What you have to do
Copy out every line of the records below, from the line containing "Mark one point on every instance of the red smoothie" down to the end, without changing anything.

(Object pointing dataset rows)
————————
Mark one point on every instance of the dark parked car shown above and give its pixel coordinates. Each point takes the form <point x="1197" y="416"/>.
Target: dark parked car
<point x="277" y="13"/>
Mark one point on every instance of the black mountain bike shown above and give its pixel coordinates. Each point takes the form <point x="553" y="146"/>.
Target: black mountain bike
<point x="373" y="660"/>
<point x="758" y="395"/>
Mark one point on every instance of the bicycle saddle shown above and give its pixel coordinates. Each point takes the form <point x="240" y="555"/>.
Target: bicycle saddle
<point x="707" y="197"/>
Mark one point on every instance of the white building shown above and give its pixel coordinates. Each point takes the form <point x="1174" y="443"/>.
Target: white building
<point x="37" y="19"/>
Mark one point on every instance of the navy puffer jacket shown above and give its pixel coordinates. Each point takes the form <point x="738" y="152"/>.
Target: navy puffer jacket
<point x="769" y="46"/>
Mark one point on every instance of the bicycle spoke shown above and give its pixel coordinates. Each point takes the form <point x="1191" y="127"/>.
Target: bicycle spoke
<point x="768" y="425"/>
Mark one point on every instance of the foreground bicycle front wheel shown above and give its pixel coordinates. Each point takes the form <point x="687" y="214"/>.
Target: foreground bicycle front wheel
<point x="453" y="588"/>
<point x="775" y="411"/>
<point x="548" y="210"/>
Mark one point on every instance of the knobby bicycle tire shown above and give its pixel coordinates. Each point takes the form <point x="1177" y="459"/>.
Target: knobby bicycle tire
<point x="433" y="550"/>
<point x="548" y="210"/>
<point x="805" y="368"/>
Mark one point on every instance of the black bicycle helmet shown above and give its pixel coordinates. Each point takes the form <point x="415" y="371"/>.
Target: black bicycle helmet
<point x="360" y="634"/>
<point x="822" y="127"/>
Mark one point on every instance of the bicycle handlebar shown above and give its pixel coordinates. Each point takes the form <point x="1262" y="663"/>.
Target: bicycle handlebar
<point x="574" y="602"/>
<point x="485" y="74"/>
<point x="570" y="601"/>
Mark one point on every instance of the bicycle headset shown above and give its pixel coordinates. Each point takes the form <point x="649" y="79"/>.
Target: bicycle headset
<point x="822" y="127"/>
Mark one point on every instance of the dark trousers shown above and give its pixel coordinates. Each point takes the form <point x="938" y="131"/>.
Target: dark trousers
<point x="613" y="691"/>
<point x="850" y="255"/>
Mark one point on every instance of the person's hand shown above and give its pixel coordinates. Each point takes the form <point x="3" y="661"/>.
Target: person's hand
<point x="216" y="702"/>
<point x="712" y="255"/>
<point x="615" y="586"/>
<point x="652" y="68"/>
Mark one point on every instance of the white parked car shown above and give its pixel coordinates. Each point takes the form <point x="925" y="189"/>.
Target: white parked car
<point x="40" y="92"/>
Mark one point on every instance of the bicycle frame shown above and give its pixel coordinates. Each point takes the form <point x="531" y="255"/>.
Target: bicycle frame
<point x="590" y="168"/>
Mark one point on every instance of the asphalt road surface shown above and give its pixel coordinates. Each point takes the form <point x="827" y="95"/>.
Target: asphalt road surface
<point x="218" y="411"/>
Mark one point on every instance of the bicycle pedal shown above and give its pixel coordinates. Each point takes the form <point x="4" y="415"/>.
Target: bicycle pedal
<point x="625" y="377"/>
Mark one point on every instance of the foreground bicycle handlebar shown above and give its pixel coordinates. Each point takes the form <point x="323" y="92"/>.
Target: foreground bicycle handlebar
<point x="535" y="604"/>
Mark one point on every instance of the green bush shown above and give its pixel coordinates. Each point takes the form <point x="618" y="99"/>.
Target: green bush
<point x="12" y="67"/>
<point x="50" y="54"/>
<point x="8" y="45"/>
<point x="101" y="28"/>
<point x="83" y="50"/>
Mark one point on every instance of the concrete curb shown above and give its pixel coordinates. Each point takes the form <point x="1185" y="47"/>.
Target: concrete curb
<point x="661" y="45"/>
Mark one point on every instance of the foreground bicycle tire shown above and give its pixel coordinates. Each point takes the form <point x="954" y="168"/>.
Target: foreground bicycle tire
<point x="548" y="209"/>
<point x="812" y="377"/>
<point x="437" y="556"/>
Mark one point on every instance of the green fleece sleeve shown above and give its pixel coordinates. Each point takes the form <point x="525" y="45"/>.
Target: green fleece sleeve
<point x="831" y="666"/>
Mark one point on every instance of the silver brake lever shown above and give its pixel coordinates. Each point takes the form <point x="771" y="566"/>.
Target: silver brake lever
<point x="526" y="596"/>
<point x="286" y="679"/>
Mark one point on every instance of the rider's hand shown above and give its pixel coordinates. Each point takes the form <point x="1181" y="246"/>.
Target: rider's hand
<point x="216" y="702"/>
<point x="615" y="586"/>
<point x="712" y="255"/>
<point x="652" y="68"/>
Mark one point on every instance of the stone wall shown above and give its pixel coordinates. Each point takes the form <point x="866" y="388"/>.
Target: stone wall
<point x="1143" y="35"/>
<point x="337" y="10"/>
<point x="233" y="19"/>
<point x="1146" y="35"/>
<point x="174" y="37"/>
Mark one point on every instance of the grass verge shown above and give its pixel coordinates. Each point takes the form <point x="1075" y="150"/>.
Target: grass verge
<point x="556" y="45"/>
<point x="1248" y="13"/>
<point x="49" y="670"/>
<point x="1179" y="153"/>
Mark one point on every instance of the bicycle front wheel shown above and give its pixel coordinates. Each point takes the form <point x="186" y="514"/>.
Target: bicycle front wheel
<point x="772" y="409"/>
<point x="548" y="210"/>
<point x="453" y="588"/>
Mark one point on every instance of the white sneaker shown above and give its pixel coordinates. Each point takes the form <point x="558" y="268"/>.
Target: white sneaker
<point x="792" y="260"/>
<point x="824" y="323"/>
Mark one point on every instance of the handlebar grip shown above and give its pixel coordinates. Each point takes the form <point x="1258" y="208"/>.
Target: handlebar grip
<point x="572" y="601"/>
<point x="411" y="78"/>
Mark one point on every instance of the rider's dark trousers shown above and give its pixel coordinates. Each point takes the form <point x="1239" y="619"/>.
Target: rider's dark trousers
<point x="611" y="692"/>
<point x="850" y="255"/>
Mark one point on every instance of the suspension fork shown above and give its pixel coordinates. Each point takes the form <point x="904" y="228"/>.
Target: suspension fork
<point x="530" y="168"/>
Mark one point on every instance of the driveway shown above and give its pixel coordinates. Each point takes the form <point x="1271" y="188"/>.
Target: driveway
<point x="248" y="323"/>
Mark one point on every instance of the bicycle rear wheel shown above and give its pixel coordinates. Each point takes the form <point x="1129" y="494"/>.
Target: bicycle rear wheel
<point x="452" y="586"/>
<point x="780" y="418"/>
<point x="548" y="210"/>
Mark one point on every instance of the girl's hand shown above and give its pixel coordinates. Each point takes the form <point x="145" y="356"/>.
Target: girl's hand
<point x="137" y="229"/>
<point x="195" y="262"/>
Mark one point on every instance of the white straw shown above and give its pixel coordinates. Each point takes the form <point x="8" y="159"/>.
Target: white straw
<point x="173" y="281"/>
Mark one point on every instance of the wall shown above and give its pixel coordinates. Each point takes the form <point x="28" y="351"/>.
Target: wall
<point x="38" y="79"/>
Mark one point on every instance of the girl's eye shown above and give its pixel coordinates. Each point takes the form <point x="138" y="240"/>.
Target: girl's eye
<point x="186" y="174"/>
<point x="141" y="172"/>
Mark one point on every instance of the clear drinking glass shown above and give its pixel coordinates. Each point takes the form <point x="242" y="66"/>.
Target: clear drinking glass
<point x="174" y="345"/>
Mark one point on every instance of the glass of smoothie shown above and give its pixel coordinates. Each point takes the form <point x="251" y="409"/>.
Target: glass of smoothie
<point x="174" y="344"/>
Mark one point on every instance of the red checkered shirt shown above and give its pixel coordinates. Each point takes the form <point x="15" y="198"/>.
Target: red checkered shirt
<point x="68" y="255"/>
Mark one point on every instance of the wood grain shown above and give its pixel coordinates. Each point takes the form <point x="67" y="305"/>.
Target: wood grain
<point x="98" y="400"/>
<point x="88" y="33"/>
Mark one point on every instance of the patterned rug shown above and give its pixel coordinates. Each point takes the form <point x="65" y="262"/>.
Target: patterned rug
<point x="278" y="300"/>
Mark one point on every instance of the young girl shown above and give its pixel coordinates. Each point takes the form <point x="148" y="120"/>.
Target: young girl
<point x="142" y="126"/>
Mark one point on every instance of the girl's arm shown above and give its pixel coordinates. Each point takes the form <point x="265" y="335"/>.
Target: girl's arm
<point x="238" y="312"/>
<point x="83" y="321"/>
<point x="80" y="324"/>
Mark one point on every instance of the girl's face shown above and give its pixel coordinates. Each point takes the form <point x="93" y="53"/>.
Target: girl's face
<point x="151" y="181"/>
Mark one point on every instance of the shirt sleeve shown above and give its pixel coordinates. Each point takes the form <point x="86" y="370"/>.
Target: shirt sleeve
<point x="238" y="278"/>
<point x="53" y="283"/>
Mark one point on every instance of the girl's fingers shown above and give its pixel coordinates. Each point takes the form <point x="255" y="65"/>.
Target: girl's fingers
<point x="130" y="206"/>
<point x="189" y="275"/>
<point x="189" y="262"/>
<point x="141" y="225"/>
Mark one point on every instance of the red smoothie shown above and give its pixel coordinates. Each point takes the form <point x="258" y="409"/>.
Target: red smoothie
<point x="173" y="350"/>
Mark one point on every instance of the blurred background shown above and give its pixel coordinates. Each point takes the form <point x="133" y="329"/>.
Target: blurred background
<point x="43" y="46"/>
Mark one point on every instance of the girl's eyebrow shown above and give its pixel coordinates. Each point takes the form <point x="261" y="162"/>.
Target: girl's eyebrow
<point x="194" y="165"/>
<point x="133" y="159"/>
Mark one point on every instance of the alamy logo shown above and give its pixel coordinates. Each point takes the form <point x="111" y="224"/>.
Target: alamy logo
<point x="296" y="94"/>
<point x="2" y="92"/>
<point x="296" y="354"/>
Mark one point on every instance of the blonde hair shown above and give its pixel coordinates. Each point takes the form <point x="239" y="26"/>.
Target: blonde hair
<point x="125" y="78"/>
————————
Full answer
Mark one point on every instance of the red smoothie shown above and give its pixel coordinates. Each point takes the form <point x="258" y="409"/>.
Target: red smoothie
<point x="173" y="350"/>
Mark one point on every instance of the blurred background shown above and give its pixel coordinates. Each point takes the form <point x="133" y="329"/>.
Target: blurred background
<point x="43" y="46"/>
Mark one point on every instance of the girl's eyebrow shown above and give its pixel coordinates. Each point takes the form <point x="261" y="162"/>.
Target: girl's eyebrow
<point x="194" y="165"/>
<point x="133" y="159"/>
Mark one point on every instance of the alamy logo shown above and give its pixel coordinates. Each point takes the form <point x="111" y="224"/>.
Target: alamy logo
<point x="296" y="94"/>
<point x="2" y="92"/>
<point x="296" y="354"/>
Mark one point on every instance of the blonde hair shown above and give its pixel coordinates. Each point takes the form <point x="239" y="26"/>.
Target: blonde hair
<point x="125" y="78"/>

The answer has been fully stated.